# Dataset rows
-------

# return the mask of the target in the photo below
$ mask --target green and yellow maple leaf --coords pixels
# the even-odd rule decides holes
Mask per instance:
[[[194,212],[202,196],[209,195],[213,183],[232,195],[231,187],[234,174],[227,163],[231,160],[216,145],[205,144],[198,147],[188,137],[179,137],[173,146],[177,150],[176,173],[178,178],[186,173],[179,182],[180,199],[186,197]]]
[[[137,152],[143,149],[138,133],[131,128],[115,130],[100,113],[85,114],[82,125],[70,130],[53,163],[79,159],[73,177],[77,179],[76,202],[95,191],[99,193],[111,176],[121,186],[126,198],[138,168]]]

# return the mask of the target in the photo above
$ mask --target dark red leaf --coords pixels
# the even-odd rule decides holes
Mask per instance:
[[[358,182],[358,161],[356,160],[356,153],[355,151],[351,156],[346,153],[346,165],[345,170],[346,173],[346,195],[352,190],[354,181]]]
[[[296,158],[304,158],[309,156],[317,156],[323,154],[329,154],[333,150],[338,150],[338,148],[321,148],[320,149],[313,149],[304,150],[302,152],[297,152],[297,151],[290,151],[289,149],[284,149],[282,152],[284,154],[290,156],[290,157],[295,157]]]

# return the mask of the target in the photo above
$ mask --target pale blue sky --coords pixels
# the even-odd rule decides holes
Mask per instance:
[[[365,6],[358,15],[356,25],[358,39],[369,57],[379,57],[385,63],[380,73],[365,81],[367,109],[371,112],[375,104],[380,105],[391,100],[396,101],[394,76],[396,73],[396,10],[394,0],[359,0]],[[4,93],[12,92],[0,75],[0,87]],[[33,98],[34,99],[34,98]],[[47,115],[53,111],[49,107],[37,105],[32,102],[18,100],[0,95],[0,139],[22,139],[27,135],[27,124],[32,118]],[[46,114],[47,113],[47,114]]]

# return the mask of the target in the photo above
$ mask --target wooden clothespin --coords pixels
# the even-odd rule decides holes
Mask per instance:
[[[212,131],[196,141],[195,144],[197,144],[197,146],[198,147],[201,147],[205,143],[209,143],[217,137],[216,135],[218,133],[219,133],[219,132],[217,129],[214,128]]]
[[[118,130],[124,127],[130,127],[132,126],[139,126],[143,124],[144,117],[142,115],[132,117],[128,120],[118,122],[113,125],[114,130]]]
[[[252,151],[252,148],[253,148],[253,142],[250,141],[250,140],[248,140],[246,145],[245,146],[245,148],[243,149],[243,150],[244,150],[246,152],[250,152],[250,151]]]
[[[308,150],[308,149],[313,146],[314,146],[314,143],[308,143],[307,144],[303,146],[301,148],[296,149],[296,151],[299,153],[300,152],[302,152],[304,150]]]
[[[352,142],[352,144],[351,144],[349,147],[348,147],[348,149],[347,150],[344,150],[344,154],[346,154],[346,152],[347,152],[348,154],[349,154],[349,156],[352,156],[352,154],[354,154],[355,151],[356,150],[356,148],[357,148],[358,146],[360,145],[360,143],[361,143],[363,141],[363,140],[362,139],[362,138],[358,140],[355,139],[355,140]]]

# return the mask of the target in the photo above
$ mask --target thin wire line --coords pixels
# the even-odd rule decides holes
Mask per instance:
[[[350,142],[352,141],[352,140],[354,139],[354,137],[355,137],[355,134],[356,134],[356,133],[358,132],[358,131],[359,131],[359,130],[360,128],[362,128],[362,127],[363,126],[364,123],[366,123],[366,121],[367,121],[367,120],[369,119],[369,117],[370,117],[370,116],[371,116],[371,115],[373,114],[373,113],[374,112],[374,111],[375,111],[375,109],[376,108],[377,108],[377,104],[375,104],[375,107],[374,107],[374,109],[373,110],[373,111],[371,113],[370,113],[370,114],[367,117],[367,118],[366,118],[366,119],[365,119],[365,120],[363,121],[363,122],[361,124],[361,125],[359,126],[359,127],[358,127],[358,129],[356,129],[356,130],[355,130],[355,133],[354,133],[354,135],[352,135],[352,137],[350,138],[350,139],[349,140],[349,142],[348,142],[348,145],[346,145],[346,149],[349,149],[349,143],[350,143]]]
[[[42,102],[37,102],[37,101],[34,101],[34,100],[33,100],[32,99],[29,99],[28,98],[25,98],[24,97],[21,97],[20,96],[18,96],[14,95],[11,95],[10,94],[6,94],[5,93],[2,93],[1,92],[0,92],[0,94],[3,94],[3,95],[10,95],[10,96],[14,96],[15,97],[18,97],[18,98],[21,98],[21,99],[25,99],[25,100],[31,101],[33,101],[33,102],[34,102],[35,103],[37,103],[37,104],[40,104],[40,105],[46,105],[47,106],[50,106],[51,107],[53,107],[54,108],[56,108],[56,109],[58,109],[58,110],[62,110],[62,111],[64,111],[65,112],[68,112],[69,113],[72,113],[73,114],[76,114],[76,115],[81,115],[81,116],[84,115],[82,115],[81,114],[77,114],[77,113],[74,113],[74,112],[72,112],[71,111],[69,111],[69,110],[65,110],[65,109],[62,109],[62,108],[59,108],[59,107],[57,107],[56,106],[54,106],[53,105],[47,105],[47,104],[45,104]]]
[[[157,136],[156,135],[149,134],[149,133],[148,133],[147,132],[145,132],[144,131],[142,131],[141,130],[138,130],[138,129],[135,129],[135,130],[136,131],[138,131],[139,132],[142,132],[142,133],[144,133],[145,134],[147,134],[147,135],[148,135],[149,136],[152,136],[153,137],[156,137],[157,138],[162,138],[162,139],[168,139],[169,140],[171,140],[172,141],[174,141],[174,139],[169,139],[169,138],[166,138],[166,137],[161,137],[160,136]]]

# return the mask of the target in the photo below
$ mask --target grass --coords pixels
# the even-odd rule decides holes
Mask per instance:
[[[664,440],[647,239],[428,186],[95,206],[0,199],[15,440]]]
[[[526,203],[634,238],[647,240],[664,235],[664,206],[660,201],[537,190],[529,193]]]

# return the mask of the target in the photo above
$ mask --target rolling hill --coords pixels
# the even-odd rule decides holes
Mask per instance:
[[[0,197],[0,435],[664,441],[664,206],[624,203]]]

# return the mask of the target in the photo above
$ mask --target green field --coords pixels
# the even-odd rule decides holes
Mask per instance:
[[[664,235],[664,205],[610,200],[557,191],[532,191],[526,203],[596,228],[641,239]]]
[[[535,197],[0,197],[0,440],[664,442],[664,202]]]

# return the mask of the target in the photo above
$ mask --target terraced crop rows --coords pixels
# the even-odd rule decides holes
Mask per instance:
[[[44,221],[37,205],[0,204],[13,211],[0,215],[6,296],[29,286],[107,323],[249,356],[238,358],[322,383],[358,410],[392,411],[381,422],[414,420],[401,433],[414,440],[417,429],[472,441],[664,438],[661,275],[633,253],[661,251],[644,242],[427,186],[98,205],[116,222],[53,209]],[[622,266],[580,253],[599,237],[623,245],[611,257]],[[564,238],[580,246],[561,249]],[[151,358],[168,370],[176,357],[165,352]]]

-------

# Instructions to follow
Output all records verbatim.

# Output below
# return the mask of the target in the photo below
$ mask --target green and yellow maple leaf --coords pixels
# the even-odd rule decides holes
Mask per instance:
[[[194,212],[202,196],[209,195],[213,183],[232,195],[231,187],[234,174],[227,163],[231,160],[216,145],[205,144],[198,147],[188,137],[179,137],[173,146],[177,150],[176,173],[178,178],[186,173],[179,182],[180,199],[186,197]]]
[[[137,152],[143,149],[138,133],[131,128],[115,130],[100,113],[85,114],[82,125],[70,130],[53,163],[79,159],[73,177],[77,179],[76,202],[95,191],[99,193],[111,176],[121,186],[126,198],[138,168]]]

# return the mask of the target in the photo above
$ mask --target dark red leaf --coords pixels
# the even-odd rule decides holes
Mask per instance:
[[[358,182],[358,161],[356,160],[356,153],[355,151],[351,156],[346,153],[346,165],[345,170],[346,173],[346,195],[352,190],[354,181]]]
[[[296,158],[304,158],[309,156],[317,156],[323,154],[329,154],[333,150],[338,150],[338,148],[321,148],[320,149],[313,149],[304,150],[302,152],[297,152],[297,151],[290,151],[289,149],[284,149],[282,152],[284,154],[290,156],[290,157],[295,157]]]

# return the mask of the target in the photo above
$ mask --target pale blue sky --coords pixels
# the even-odd rule decides holes
Mask per instance:
[[[365,6],[358,15],[356,25],[358,39],[369,57],[379,57],[385,63],[380,73],[365,81],[367,109],[371,112],[375,104],[380,105],[391,100],[396,101],[394,76],[396,73],[396,10],[394,0],[359,0]],[[4,93],[12,92],[0,75],[0,87]],[[33,98],[34,99],[34,98]],[[47,115],[53,111],[49,107],[37,105],[32,102],[18,100],[0,95],[0,139],[22,139],[27,135],[27,124],[32,118]],[[46,114],[47,113],[47,114]]]

# return the mask of the target in the photo above
$ mask --target wooden clothespin --coords pixels
# the even-odd rule decides holes
Mask per instance:
[[[212,131],[196,141],[195,144],[197,144],[197,146],[198,147],[201,147],[205,143],[209,143],[217,137],[216,135],[218,133],[219,133],[219,132],[217,129],[214,128]]]
[[[118,130],[124,127],[130,127],[132,126],[139,126],[143,124],[144,117],[142,115],[132,117],[128,120],[118,122],[113,125],[114,130]]]
[[[252,151],[252,148],[253,148],[253,142],[250,141],[250,140],[248,140],[246,145],[245,146],[245,148],[243,149],[243,150],[244,150],[246,152],[250,152],[250,151]]]
[[[308,150],[308,149],[313,146],[314,146],[314,143],[308,143],[307,144],[303,146],[301,148],[296,149],[296,151],[299,153],[300,152],[302,152],[304,150]]]
[[[352,142],[352,144],[351,144],[349,147],[348,147],[348,149],[347,150],[344,150],[344,154],[346,154],[346,152],[347,152],[348,154],[349,154],[349,156],[352,156],[352,154],[354,154],[355,151],[356,150],[356,148],[357,148],[358,146],[360,145],[360,143],[361,143],[363,141],[363,140],[362,139],[362,138],[358,140],[355,139],[355,140]]]

# return the mask of the target in the photo above
$ mask --target thin wire line --coords pixels
# the even-odd rule decides holes
Mask per instance:
[[[350,142],[352,141],[352,140],[354,139],[354,137],[355,137],[355,134],[356,134],[356,133],[358,132],[358,131],[359,131],[359,130],[360,128],[362,128],[362,127],[363,126],[364,123],[366,123],[366,121],[367,121],[367,120],[369,119],[369,117],[370,117],[370,116],[371,116],[371,115],[373,114],[373,113],[374,112],[374,111],[375,111],[375,109],[376,108],[377,108],[377,104],[375,104],[375,107],[374,107],[374,109],[373,110],[373,111],[371,113],[370,113],[370,114],[367,117],[367,118],[366,118],[366,119],[365,119],[365,120],[363,121],[363,122],[361,124],[361,125],[359,126],[359,127],[358,127],[358,129],[356,129],[356,130],[355,130],[355,133],[354,133],[354,135],[352,135],[352,137],[350,138],[350,139],[349,140],[349,142],[348,142],[348,145],[346,145],[346,149],[349,149],[349,143],[350,143]]]
[[[42,102],[37,102],[37,101],[34,101],[34,100],[33,100],[32,99],[29,99],[28,98],[25,98],[24,97],[21,97],[20,96],[18,96],[14,95],[11,95],[10,94],[6,94],[5,93],[2,93],[1,92],[0,92],[0,94],[3,94],[3,95],[10,95],[10,96],[14,96],[15,97],[18,97],[18,98],[21,98],[21,99],[25,99],[25,100],[31,101],[33,101],[33,102],[34,102],[35,103],[37,103],[37,104],[40,104],[40,105],[46,105],[47,106],[50,106],[51,107],[53,107],[54,108],[56,108],[56,109],[58,109],[58,110],[62,110],[62,111],[64,111],[65,112],[68,112],[69,113],[72,113],[73,114],[76,114],[76,115],[81,115],[81,116],[84,115],[82,115],[81,114],[77,114],[77,113],[74,113],[74,112],[72,112],[71,111],[69,111],[69,110],[65,110],[65,109],[62,109],[62,108],[59,108],[59,107],[57,107],[56,106],[54,106],[53,105],[47,105],[47,104],[45,104]]]
[[[157,136],[156,135],[149,134],[149,133],[148,133],[147,132],[145,132],[144,131],[142,131],[141,130],[138,130],[138,129],[135,129],[135,130],[136,131],[138,131],[139,132],[142,132],[142,133],[144,133],[145,134],[147,134],[147,135],[148,135],[149,136],[152,136],[153,137],[156,137],[157,138],[162,138],[162,139],[168,139],[169,140],[171,140],[172,141],[174,141],[174,139],[169,139],[169,138],[166,138],[166,137],[161,137],[160,136]]]

# return the mask of the target in the photo below
$ mask --target grass --coords pixels
# the even-odd rule decides holes
Mask per instance:
[[[664,440],[647,239],[428,186],[95,206],[0,199],[15,440]]]
[[[526,203],[634,238],[647,240],[664,235],[664,206],[660,201],[537,190],[529,193]]]

# return the mask of the target in the photo above
$ mask --target rolling hill --coords pixels
# the even-odd rule decides holes
Mask per instance:
[[[0,197],[0,435],[664,441],[664,206],[624,203]]]

# return the mask of the target in the photo above
$ mask --target green field --coords pixels
# the even-odd rule decides holes
Mask per instance:
[[[664,235],[664,205],[610,200],[557,191],[532,191],[526,203],[596,228],[641,239]]]
[[[535,197],[0,197],[0,440],[664,442],[664,202]]]

# return the mask of the target in the photo above
$ mask --target terraced crop rows --coords pixels
# the even-odd rule decides holes
Mask per instance:
[[[44,221],[37,205],[0,204],[13,211],[0,215],[6,296],[29,286],[107,323],[249,356],[238,358],[322,383],[358,410],[392,411],[381,422],[414,420],[401,433],[414,440],[417,429],[472,441],[664,438],[661,275],[633,253],[661,251],[644,242],[427,186],[98,205],[116,222],[53,209]],[[622,266],[580,253],[599,237],[623,245],[611,257]],[[564,238],[580,246],[561,249]],[[151,358],[168,370],[176,357],[165,352]]]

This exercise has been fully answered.